AUSGEWÄHLTER ABSCHNITT
Dem eigenen Ärger als starkem negativem Gefühl kann man natürlich erstmal mit dem Versuch begegnen, sich wieder in ein emotionales Gleichgewicht zu bringen. Es ist grundsätzlich immer und bei jedem Gefühl möglich, die innere Ruhe wiederzufinden – ohne sich selbst zu hinterfragen und zu verstehen. Die Selbstregulation von Gefühlen ist eine Aufgabe, der wir von klein auf begegnen. Mit Hilfe unserer Eltern und anderer Personen lernen wir immer besser, uns so zu regulieren, dass wir nicht allzu schnell aus der emotionalen Bahn geraten. Und wir finden heraus, was uns dabei hilft – jeder und jede hat eigene Strategien.

[Einträge zur Position von Objekten in Bildern]
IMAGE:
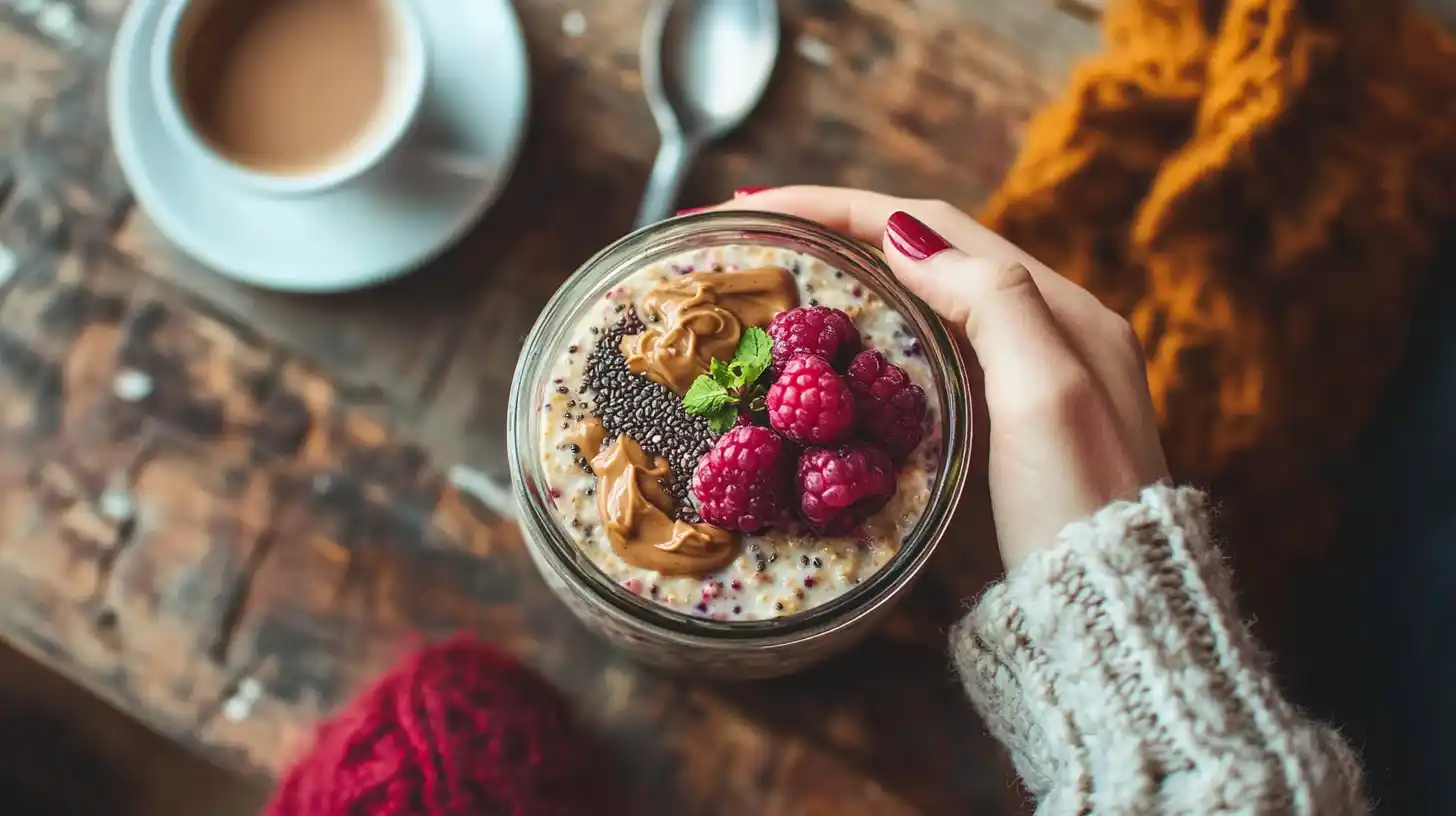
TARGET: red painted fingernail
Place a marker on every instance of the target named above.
(913, 239)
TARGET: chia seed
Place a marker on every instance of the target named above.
(648, 413)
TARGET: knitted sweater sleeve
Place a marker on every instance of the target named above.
(1117, 672)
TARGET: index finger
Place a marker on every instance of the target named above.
(856, 213)
(859, 213)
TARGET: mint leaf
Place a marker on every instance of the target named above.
(705, 397)
(722, 418)
(753, 357)
(719, 372)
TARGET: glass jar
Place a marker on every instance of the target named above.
(666, 637)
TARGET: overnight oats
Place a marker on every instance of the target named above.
(738, 434)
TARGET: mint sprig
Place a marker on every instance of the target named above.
(730, 388)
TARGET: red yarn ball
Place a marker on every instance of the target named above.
(456, 729)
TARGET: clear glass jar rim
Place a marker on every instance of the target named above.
(632, 252)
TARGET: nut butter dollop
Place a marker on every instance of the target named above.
(699, 316)
(637, 513)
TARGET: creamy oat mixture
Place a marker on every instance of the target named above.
(776, 573)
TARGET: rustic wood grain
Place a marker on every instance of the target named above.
(224, 509)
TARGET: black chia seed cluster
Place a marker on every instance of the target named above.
(647, 411)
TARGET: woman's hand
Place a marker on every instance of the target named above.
(1072, 423)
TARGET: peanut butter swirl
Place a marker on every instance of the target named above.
(637, 513)
(699, 316)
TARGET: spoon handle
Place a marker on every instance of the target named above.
(669, 171)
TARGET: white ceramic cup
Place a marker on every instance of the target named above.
(398, 112)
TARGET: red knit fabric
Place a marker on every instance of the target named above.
(457, 729)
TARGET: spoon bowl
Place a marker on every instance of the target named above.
(705, 66)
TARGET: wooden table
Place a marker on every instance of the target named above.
(224, 509)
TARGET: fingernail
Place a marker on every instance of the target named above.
(913, 239)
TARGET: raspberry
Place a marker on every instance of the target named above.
(810, 402)
(743, 480)
(840, 487)
(890, 408)
(814, 330)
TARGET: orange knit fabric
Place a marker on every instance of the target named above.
(1258, 185)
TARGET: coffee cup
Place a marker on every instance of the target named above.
(289, 96)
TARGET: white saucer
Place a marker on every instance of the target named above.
(392, 220)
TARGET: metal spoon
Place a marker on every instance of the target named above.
(705, 64)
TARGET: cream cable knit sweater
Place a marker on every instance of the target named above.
(1118, 673)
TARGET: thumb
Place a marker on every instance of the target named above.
(998, 302)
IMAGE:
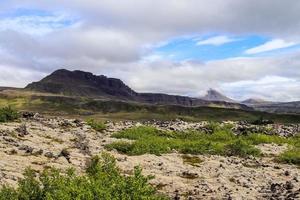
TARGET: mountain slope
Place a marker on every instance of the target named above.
(85, 84)
(253, 101)
(79, 83)
(214, 95)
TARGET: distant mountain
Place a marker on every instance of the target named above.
(85, 84)
(255, 101)
(79, 83)
(214, 95)
(286, 107)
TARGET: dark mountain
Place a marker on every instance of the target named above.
(254, 101)
(79, 83)
(286, 107)
(214, 95)
(85, 84)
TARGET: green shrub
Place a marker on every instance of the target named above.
(153, 141)
(241, 148)
(97, 126)
(291, 156)
(101, 181)
(8, 114)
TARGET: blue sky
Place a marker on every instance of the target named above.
(242, 48)
(236, 46)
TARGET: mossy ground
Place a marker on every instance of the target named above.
(222, 141)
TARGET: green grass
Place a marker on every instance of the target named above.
(120, 110)
(96, 125)
(153, 141)
(291, 156)
(222, 141)
(8, 114)
(192, 160)
(102, 180)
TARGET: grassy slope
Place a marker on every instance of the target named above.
(102, 109)
(222, 141)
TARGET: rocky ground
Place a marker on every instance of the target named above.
(39, 142)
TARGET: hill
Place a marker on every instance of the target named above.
(85, 84)
(214, 95)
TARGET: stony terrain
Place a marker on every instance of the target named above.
(40, 142)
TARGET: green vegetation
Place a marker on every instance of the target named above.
(153, 141)
(8, 114)
(291, 156)
(96, 125)
(120, 110)
(102, 181)
(221, 142)
(192, 160)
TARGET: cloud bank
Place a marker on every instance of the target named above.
(116, 38)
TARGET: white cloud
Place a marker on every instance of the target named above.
(269, 46)
(114, 37)
(216, 41)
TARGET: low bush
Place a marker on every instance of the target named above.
(101, 181)
(153, 141)
(96, 125)
(291, 156)
(8, 114)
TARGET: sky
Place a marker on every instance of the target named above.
(245, 49)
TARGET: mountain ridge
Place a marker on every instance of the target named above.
(86, 84)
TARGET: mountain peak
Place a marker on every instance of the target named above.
(255, 101)
(80, 83)
(214, 95)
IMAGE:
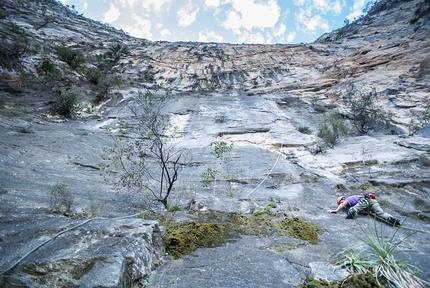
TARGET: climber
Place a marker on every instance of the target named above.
(364, 203)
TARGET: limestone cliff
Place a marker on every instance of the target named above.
(259, 97)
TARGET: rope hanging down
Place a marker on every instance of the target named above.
(268, 174)
(60, 233)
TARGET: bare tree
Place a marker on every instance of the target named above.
(144, 153)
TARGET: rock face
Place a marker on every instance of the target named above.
(258, 97)
(97, 253)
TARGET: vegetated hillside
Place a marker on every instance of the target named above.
(66, 79)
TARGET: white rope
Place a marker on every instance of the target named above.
(60, 233)
(268, 174)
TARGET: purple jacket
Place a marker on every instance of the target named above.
(352, 200)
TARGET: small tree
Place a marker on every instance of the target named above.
(332, 127)
(61, 197)
(222, 152)
(365, 114)
(147, 159)
(102, 74)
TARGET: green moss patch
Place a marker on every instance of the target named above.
(359, 280)
(184, 239)
(294, 227)
(215, 229)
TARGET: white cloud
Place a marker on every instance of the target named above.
(357, 9)
(84, 6)
(248, 14)
(327, 6)
(165, 33)
(280, 30)
(311, 23)
(299, 2)
(291, 37)
(251, 38)
(323, 6)
(111, 15)
(212, 3)
(141, 29)
(187, 15)
(210, 36)
(130, 2)
(156, 4)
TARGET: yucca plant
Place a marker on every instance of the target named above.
(380, 259)
(352, 261)
(383, 262)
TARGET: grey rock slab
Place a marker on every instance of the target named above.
(101, 253)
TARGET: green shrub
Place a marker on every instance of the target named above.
(304, 130)
(72, 57)
(380, 259)
(64, 104)
(61, 199)
(332, 127)
(48, 68)
(365, 114)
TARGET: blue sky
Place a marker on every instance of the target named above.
(228, 21)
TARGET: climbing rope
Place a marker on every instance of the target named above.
(268, 174)
(60, 233)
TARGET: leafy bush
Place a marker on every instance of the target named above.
(380, 259)
(147, 159)
(61, 197)
(72, 57)
(332, 127)
(48, 68)
(64, 104)
(304, 130)
(365, 114)
(222, 152)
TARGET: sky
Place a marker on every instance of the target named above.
(226, 21)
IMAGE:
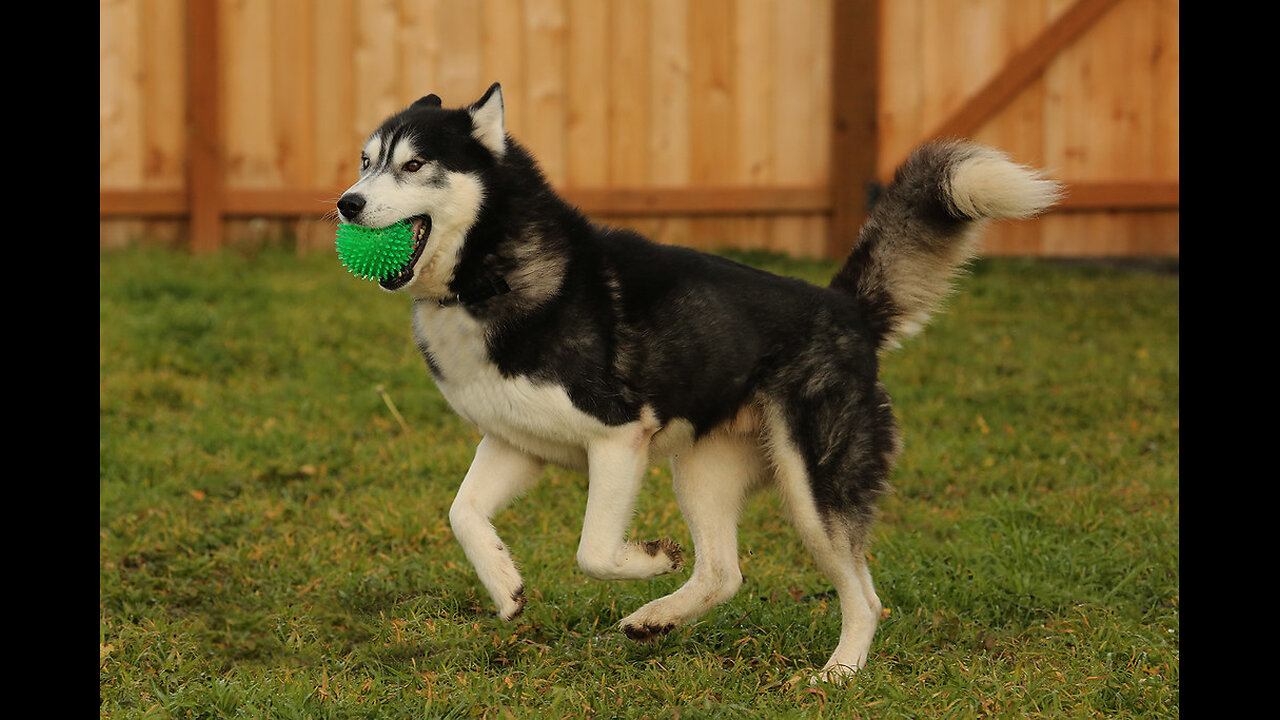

AUFGABE 1
Geben Sie den Absatz des Abschnitts über den Umgang mit Ärger, der mit „Dem eigenen Ärger als starkem negativem Gefühl“ beginnt, als knappe Stichpunktliste wieder und bewahren Sie dabei seine wesentlichen Aussagen.
AUFGABE 2
Setzen Sie den Abschnitt über Ärger und die Selbstregulation von Gefühlen nach seinem letzten Satz fort.
Die Einträge werden für die Bearbeitung nicht benötigt.

ANTWORT 1
- Auf Ärger als starkes negatives Gefühl kann man zunächst mit dem Versuch reagieren, wieder ins emotionale Gleichgewicht zu kommen.
- Innere Ruhe lässt sich grundsätzlich bei jedem Gefühl wiederfinden, auch ohne sich selbst zu hinterfragen und zu verstehen.
- Die Selbstregulation von Gefühlen ist eine Aufgabe, der man von klein auf begegnet.
- Mithilfe der Eltern und anderer Personen lernt man, nicht allzu schnell aus der emotionalen Bahn zu geraten.
- Dabei findet jeder und jede eigene hilfreiche Strategien.

ANTWORT 2
Daneben wäre es oft auch einen Versuch wert, sich selber noch ein wenig besser zu verstehen: Wie gehe ich mit Angelegenheiten um, die mich fordern? Wofür steht mein Ärger? Was will ich damit bewältigen oder verdecken? Was geschähe mit mir, wenn ich den Ärger einfach wegliesse? Was würde ich dann fühlen? Und als letztes die Frage: Möchte ich so sein, wie ich offenbar wirke? Wenn nicht, wie möchte ich dann sein? Und welche Schritte führen mich in diese Richtung?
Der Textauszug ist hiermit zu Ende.